» **Challenge**: Copy word for word the part of the items below that opens with the line containing "the black face." and runs through the last of the items.

____ Data shown

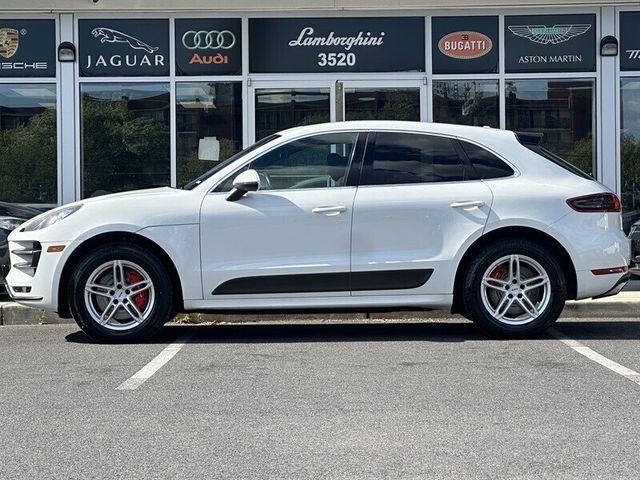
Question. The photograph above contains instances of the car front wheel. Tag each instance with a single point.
(120, 292)
(514, 288)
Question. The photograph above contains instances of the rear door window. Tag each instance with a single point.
(402, 158)
(485, 163)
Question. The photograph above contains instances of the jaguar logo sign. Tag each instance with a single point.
(465, 45)
(113, 36)
(9, 41)
(123, 47)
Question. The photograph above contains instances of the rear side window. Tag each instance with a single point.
(561, 162)
(486, 164)
(400, 158)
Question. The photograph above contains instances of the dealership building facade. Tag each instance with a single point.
(103, 96)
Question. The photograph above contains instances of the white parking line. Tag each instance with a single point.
(146, 372)
(596, 357)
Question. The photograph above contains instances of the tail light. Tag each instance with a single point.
(597, 202)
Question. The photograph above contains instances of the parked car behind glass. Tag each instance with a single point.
(634, 236)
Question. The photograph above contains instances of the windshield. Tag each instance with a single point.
(208, 174)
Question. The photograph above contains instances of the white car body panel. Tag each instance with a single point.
(404, 227)
(275, 232)
(232, 239)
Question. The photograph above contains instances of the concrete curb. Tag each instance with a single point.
(623, 305)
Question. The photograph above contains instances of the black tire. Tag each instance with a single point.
(159, 301)
(475, 301)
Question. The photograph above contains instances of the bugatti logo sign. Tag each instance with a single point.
(9, 40)
(544, 35)
(465, 45)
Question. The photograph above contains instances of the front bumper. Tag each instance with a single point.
(35, 287)
(617, 288)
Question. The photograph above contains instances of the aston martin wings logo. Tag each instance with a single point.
(544, 35)
(9, 39)
(113, 36)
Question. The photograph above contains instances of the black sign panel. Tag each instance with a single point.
(550, 43)
(123, 48)
(27, 48)
(465, 44)
(208, 46)
(303, 45)
(629, 41)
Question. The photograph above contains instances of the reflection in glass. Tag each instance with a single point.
(563, 110)
(382, 104)
(280, 109)
(125, 137)
(209, 126)
(630, 150)
(466, 102)
(28, 166)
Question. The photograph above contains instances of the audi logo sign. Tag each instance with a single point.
(208, 46)
(211, 40)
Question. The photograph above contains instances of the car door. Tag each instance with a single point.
(292, 236)
(417, 204)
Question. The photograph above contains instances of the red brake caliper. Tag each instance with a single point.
(141, 299)
(498, 273)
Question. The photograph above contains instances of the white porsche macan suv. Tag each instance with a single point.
(352, 216)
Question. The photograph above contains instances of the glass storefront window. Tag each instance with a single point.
(280, 109)
(28, 146)
(125, 136)
(382, 104)
(466, 102)
(209, 126)
(563, 110)
(630, 150)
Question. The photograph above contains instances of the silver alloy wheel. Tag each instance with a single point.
(119, 295)
(515, 289)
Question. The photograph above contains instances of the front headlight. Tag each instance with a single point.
(10, 223)
(49, 218)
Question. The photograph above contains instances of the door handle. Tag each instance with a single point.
(470, 204)
(330, 211)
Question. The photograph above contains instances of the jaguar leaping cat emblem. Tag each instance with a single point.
(114, 36)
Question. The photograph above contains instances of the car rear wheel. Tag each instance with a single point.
(120, 293)
(514, 288)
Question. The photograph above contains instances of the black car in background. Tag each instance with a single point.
(634, 236)
(11, 216)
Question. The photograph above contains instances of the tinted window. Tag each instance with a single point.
(320, 161)
(486, 164)
(561, 162)
(414, 158)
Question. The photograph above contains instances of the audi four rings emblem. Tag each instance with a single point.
(211, 40)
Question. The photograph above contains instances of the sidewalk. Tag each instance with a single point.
(625, 304)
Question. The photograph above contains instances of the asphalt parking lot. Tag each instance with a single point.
(409, 400)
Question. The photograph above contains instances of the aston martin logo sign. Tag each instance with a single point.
(544, 35)
(550, 43)
(9, 40)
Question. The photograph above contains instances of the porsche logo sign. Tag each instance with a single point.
(9, 40)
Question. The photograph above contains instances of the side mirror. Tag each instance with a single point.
(247, 181)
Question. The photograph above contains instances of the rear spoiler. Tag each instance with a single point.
(529, 138)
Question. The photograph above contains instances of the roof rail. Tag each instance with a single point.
(529, 138)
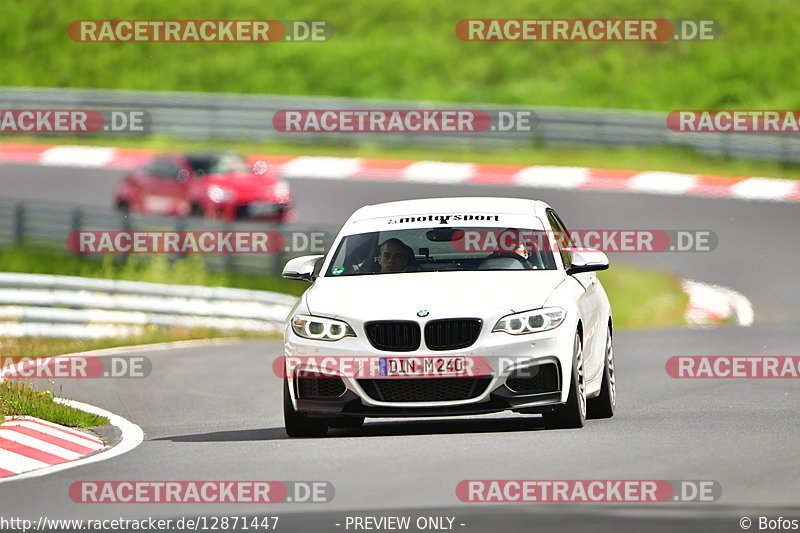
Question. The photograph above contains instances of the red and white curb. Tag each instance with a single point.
(710, 305)
(30, 447)
(28, 443)
(341, 168)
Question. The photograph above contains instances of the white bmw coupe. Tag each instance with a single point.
(451, 306)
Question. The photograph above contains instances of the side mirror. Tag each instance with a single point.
(301, 268)
(587, 260)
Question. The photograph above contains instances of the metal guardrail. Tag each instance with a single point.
(235, 117)
(73, 307)
(45, 226)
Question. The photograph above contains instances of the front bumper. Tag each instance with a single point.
(504, 354)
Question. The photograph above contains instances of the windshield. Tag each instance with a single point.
(442, 250)
(219, 164)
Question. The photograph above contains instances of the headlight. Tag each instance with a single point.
(321, 329)
(531, 321)
(219, 194)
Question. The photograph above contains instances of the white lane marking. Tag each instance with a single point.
(132, 436)
(552, 177)
(321, 167)
(17, 463)
(438, 172)
(709, 304)
(764, 189)
(662, 182)
(77, 156)
(33, 442)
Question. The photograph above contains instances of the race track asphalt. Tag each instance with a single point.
(214, 412)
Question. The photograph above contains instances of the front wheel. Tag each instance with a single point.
(606, 403)
(573, 413)
(298, 424)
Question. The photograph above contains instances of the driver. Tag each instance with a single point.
(394, 256)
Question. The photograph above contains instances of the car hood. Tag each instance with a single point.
(442, 294)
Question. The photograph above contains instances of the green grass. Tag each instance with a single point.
(409, 50)
(19, 399)
(641, 298)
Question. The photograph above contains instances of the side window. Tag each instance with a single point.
(562, 237)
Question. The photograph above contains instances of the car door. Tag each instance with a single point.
(588, 301)
(165, 191)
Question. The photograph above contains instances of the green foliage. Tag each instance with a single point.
(409, 50)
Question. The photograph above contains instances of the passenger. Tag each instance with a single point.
(394, 256)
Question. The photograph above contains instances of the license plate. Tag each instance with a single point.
(423, 366)
(261, 209)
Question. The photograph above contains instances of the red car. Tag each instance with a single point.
(214, 186)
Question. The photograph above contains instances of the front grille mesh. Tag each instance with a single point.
(320, 387)
(452, 333)
(534, 380)
(394, 336)
(424, 389)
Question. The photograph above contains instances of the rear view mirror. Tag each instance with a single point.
(587, 260)
(301, 268)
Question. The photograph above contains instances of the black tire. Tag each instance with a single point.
(350, 422)
(605, 404)
(298, 424)
(573, 413)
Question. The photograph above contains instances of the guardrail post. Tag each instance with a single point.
(76, 220)
(19, 224)
(228, 262)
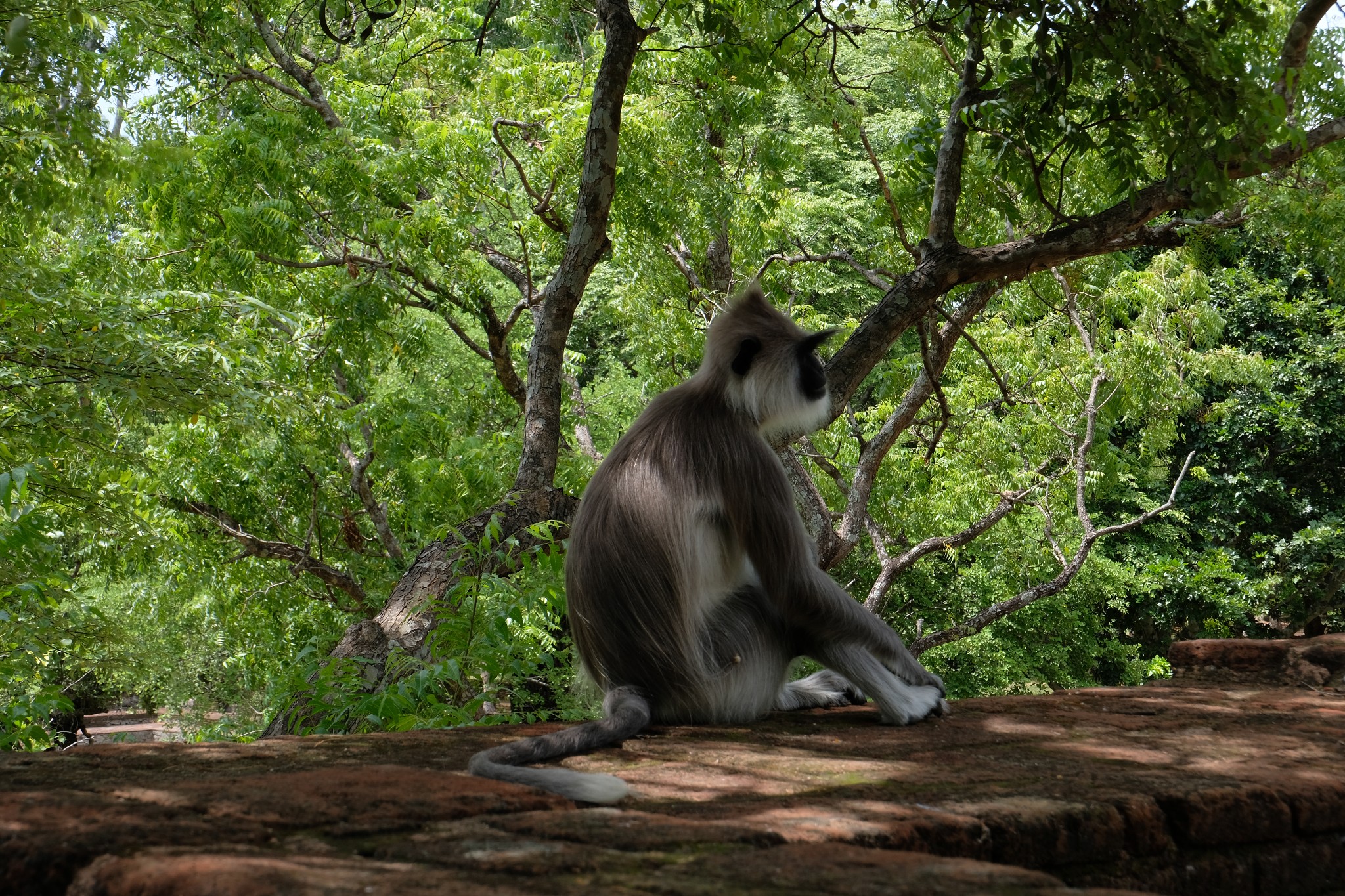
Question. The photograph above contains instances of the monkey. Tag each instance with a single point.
(690, 578)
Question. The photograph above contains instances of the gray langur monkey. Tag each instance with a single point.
(692, 581)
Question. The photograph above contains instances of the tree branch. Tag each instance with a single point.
(317, 97)
(834, 255)
(1009, 501)
(1047, 589)
(581, 433)
(300, 561)
(876, 449)
(363, 489)
(887, 195)
(584, 247)
(947, 174)
(1294, 54)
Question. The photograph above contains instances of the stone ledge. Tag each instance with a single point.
(1313, 661)
(1160, 789)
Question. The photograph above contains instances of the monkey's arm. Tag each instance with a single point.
(816, 608)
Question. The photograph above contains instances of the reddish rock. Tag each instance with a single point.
(631, 830)
(848, 871)
(1314, 661)
(244, 875)
(1224, 816)
(1174, 789)
(1046, 833)
(1235, 654)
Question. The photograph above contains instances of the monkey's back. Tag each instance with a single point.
(640, 553)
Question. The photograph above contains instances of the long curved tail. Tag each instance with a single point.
(626, 714)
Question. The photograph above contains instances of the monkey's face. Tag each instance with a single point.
(774, 371)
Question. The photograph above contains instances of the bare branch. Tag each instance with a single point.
(896, 566)
(542, 202)
(887, 195)
(300, 561)
(947, 174)
(1002, 609)
(838, 254)
(486, 24)
(315, 98)
(876, 449)
(585, 245)
(363, 489)
(581, 431)
(817, 519)
(681, 257)
(1294, 54)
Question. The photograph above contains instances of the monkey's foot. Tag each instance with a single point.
(825, 688)
(914, 704)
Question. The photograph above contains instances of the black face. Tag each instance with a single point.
(813, 379)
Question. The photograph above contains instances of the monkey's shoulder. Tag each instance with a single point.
(690, 436)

________

» **Solution below**:
Question. The photograph above contains instances of the black face. Tag each instance with a single point.
(813, 379)
Question. The photograph above contains instances of the monkey's shoulder. Tag each instance with a single point.
(690, 436)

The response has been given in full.